- [What you need to do]: Return each line of the records below in which the string "like" turns up.

- [Entries provided]:
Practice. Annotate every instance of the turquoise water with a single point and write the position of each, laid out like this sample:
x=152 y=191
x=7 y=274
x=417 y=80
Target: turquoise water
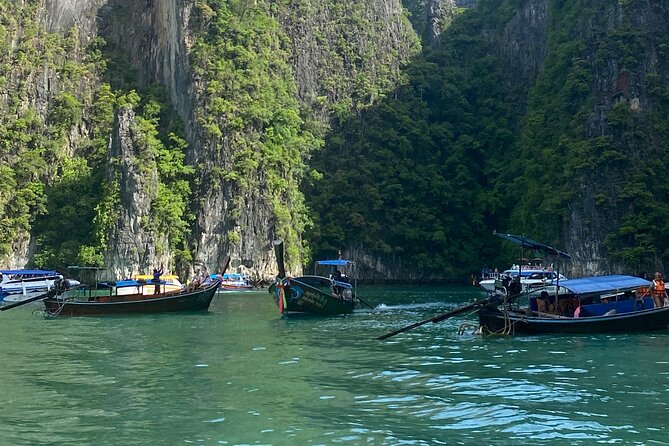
x=242 y=375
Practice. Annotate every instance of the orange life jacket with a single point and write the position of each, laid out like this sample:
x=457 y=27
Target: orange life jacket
x=658 y=288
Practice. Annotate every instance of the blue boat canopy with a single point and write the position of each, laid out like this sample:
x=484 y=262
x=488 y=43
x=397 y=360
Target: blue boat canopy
x=525 y=242
x=603 y=284
x=337 y=262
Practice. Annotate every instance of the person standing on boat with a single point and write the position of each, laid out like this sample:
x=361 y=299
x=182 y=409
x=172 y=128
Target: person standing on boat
x=156 y=278
x=658 y=290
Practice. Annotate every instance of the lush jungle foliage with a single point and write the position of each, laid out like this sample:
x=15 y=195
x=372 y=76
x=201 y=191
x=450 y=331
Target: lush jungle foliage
x=461 y=150
x=65 y=191
x=424 y=172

- [Response for this exercise]:
Practice. Annotate every instance of the turquoise water with a single point and write the position of each, laid out like this sample:
Practice. Annotate every instance of the orange life jacket with a single point and write the position of each, laid out like this sample:
Practice. Annotate every instance of the blue boat canopy with a single point and write the position of each, laid out like this sample:
Practice. Annotate every instance of the person standing on boat with a single point and write the position of each, laid out like this sample:
Practice. Annotate every instance of the lush jungle foliage with a single point and write the position of each, laid out like this sample:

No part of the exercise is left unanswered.